→ **WORK INSTRUCTION**
Each of the records below must be reproduced verbatim.

Collected data entries
▶

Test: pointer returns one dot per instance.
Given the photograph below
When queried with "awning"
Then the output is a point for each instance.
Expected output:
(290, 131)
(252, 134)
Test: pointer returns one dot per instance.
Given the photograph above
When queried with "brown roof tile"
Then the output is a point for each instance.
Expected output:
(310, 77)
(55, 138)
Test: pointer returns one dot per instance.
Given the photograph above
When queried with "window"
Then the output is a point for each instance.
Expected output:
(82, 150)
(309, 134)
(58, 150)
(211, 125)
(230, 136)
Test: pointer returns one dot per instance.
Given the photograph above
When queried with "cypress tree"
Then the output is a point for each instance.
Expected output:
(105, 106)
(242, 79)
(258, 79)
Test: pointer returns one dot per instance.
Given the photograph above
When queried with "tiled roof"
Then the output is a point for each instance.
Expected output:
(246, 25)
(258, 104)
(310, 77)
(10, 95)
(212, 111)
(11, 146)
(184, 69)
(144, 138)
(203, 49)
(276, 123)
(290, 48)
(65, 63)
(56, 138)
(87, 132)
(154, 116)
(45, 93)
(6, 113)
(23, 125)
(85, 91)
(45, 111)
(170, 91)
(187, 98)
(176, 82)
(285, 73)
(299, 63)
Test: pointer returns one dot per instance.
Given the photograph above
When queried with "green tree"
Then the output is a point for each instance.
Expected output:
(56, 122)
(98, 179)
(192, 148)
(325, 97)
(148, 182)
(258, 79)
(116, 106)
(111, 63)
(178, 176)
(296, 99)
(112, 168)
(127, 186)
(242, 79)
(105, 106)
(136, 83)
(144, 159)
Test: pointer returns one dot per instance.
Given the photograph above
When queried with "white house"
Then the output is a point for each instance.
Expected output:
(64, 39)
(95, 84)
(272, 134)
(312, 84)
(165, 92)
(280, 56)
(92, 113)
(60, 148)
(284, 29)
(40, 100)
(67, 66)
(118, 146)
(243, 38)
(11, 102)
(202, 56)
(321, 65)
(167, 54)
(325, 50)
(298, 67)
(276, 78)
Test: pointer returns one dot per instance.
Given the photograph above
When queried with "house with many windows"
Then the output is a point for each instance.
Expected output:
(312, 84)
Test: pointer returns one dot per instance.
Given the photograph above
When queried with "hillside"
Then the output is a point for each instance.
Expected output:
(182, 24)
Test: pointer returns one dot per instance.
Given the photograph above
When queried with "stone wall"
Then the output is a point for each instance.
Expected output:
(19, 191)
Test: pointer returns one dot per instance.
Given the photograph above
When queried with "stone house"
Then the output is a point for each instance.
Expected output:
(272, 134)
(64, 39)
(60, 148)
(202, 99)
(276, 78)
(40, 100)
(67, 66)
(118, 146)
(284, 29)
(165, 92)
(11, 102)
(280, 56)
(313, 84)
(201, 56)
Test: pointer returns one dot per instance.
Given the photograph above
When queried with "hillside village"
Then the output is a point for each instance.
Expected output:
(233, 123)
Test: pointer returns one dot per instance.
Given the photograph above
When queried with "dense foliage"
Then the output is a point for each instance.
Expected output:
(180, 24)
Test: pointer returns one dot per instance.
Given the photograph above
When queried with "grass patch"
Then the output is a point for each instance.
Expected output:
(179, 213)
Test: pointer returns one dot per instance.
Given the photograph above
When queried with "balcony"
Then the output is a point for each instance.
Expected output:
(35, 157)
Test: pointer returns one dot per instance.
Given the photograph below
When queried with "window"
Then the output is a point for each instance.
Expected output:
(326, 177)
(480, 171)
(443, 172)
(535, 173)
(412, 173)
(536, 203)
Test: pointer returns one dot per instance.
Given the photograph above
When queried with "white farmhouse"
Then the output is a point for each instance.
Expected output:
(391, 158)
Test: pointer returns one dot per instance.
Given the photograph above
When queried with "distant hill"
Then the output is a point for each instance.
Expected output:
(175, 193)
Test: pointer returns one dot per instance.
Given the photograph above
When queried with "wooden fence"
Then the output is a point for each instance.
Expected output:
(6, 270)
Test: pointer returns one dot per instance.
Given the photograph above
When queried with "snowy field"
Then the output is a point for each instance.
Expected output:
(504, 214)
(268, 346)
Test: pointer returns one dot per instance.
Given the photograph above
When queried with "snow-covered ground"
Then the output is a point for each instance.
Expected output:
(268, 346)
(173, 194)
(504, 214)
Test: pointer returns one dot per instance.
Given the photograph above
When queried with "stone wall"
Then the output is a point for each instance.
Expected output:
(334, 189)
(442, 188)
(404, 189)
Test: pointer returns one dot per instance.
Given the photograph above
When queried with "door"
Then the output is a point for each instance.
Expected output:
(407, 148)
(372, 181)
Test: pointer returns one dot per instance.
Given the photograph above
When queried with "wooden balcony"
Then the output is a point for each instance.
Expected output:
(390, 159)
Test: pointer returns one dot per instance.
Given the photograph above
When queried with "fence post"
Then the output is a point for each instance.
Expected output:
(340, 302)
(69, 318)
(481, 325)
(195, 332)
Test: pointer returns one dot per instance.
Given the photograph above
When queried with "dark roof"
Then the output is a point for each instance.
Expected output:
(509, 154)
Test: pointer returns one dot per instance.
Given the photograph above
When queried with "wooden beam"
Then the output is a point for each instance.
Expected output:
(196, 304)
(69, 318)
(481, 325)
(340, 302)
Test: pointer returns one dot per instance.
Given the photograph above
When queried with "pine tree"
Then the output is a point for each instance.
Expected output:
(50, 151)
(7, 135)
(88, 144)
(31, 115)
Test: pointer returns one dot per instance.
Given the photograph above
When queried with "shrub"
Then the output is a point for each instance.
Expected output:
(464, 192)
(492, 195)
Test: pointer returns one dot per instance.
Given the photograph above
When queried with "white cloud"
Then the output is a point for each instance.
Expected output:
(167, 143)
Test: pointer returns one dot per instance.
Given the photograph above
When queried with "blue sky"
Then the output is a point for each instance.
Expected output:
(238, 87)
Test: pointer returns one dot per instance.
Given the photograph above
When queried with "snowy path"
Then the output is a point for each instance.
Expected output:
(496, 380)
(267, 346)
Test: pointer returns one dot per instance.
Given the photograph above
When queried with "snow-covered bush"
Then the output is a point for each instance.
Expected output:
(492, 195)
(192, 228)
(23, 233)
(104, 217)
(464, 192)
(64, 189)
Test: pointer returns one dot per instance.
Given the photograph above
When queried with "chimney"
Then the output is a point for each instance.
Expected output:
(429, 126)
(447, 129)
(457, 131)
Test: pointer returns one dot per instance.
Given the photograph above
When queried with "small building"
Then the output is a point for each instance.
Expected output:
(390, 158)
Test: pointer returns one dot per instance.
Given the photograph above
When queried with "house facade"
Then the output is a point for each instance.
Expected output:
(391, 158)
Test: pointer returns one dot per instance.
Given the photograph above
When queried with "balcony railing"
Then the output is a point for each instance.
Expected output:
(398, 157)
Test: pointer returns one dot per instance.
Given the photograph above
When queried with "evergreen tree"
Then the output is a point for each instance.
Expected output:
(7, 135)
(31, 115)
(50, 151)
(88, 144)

◀

→ **TASK SOLUTION**
Test: pointer returns one dot per instance.
Given the photograph below
When queried with "awning"
Then the output is a point for each instance.
Expected output:
(290, 131)
(252, 134)
Test: pointer returns one dot per instance.
Given the photograph above
When queried with "brown roof tile"
Then the output is a point for each instance.
Expected output:
(310, 77)
(55, 138)
Test: pointer returns one dot per instance.
Given the photograph above
When queried with "window"
Then the output is a point for each instance.
Expected output:
(82, 150)
(309, 134)
(58, 150)
(211, 125)
(230, 136)
Test: pointer returns one dot per instance.
Given the photograph above
When queried with "cypress tree"
Then the output is a point for each instance.
Expected output:
(105, 106)
(242, 79)
(258, 79)
Test: pointer returns one dot per instance.
Given the photograph above
When queried with "tiled roof"
Then the output is a point for each instance.
Expected output:
(246, 25)
(258, 104)
(310, 77)
(10, 95)
(212, 111)
(11, 146)
(184, 69)
(144, 138)
(203, 49)
(276, 123)
(290, 48)
(65, 63)
(56, 138)
(87, 132)
(154, 116)
(45, 93)
(6, 113)
(23, 125)
(85, 91)
(45, 111)
(170, 91)
(187, 98)
(176, 82)
(285, 73)
(299, 63)
Test: pointer returns one dot per instance.
Given the photograph above
When queried with "green tree"
Then the output is a point for each instance.
Expected output:
(56, 122)
(98, 179)
(192, 148)
(325, 97)
(148, 182)
(258, 79)
(116, 106)
(111, 63)
(178, 176)
(296, 99)
(112, 168)
(127, 186)
(242, 79)
(105, 106)
(136, 83)
(144, 159)
Test: pointer returns one dot per instance.
Given the photograph above
When queried with "white house"
Then the output is a point for each instance.
Expected output:
(64, 39)
(95, 84)
(272, 134)
(312, 84)
(165, 92)
(280, 56)
(92, 113)
(60, 148)
(284, 29)
(40, 100)
(67, 66)
(118, 146)
(243, 38)
(11, 102)
(202, 56)
(321, 65)
(167, 54)
(325, 50)
(298, 67)
(276, 78)
Test: pointer returns one dot per instance.
Given the photograph above
When queried with "house with many windows"
Then the output is a point for each instance.
Expected output:
(312, 84)
Test: pointer returns one dot per instance.
Given the photograph above
When queried with "hillside"
Then the output is a point for each instance.
Expected output:
(182, 24)
Test: pointer returns one dot per instance.
Given the photograph above
When queried with "stone wall"
Then the output is a point for each instance.
Expected output:
(19, 191)
Test: pointer returns one dot per instance.
Given the photograph above
When queried with "stone house"
Then the output is a point for each instance.
Expected output:
(272, 134)
(64, 39)
(60, 148)
(202, 99)
(276, 78)
(40, 100)
(67, 66)
(118, 146)
(284, 29)
(165, 92)
(11, 102)
(280, 56)
(313, 84)
(201, 56)
Test: pointer returns one dot per instance.
Given the photograph above
When queried with "hillside village"
Then the output is a point for each instance.
Expected output:
(233, 123)
Test: pointer returns one dot per instance.
Given the photograph above
When queried with "dense foliage"
Then the output is a point for each instance.
Expected output:
(180, 24)
Test: pointer returns one dot per instance.
Given the photograph above
When queried with "grass patch"
Then the output is a point for each instance.
Expected output:
(179, 213)
Test: pointer returns one dot per instance.
Given the photograph above
When queried with "balcony"
Then the output is a point for each instance.
Expected output:
(35, 157)
Test: pointer returns one dot per instance.
Given the photograph below
When queried with "window"
Then the output is a point for each instance.
Expected output:
(326, 177)
(480, 171)
(443, 172)
(535, 173)
(412, 173)
(536, 203)
Test: pointer returns one dot per instance.
Given the photograph above
When queried with "white farmhouse"
Then the output is a point for each instance.
Expected output:
(391, 158)
Test: pointer returns one dot per instance.
Given the photograph above
When queried with "distant hill"
Then the output is a point for each instance.
Expected output:
(175, 193)
Test: pointer returns one dot per instance.
Given the photograph above
When queried with "wooden fence"
Then the output is a point for each instance.
Expected output:
(6, 270)
Test: pointer returns one dot per instance.
Given the photograph above
When queried with "snowy field"
Then the output is a point for each instance.
Expected output:
(504, 214)
(268, 346)
Test: pointer returns one dot per instance.
Given the photograph above
When queried with "snow-covered ground"
Then the output is a point for each instance.
Expected output:
(268, 346)
(173, 194)
(504, 214)
Test: pointer returns one dot per instance.
Given the photograph above
When queried with "stone wall"
Then the output is a point for each instance.
Expected output:
(334, 189)
(442, 188)
(404, 189)
Test: pointer returns one dot per instance.
Given the photograph above
When queried with "door"
Then the output is a point for each instance.
Expected output:
(407, 148)
(372, 181)
Test: pointer returns one dot per instance.
Given the photograph above
When queried with "wooden balcony"
Then the output is a point for each instance.
Expected output:
(390, 159)
Test: pointer returns one dot per instance.
Given the photograph above
When queried with "fence post"
Then the output is a point for each instance.
Expected output:
(340, 302)
(69, 318)
(481, 325)
(195, 332)
Test: pointer returns one dot per instance.
Given the photograph above
When queried with "dark roof"
Then the output is a point for each instance.
Expected output:
(509, 154)
Test: pointer returns one dot per instance.
Given the photograph above
When queried with "wooden beam"
Then the output is a point for each instance.
Expected output:
(196, 304)
(69, 318)
(481, 325)
(340, 302)
Test: pointer returns one dot per instance.
Given the photograph above
When queried with "pine tree"
Then the output is a point for each instance.
Expected output:
(50, 151)
(7, 135)
(88, 144)
(31, 115)
Test: pointer returns one dot per instance.
Given the photograph above
When queried with "shrub"
Then the output is a point for each instance.
Expected output:
(464, 192)
(492, 195)
Test: pointer returns one dot per instance.
Given the photograph above
When queried with "white cloud"
Then the output is a point for each instance.
Expected output:
(167, 143)
Test: pointer returns one dot per instance.
Given the photograph above
When queried with "blue sky"
Then the output is a point for each instance.
Expected output:
(238, 87)
Test: pointer returns one dot per instance.
Given the photograph above
When queried with "snowy path"
Then the output is a point for each instance.
Expected output:
(496, 380)
(267, 346)
Test: pointer returns one dot per instance.
Given the photograph above
When queried with "snow-covered bush"
Then the output is a point for each instance.
Expected output:
(492, 195)
(192, 228)
(23, 233)
(104, 217)
(464, 192)
(64, 189)
Test: pointer returns one dot per instance.
Given the photograph above
When queried with "chimney"
Then the output is a point for each instance.
Expected output:
(429, 126)
(447, 129)
(457, 131)
Test: pointer returns one dot per instance.
Given the photograph above
When queried with "small building"
Then the output is a point for each instance.
Expected output:
(390, 158)
Test: pointer returns one dot per instance.
Given the photograph above
When queried with "house facade"
Then the output is a point for each instance.
Expected output:
(391, 158)
Test: pointer returns one dot per instance.
Given the photograph above
When queried with "balcony railing"
Then the output is a point for each instance.
Expected output:
(398, 157)
Test: pointer returns one dot per instance.
Given the photograph above
When queried with "evergreen tree"
Then the output is a point for each instance.
Expected output:
(7, 135)
(31, 115)
(50, 151)
(88, 144)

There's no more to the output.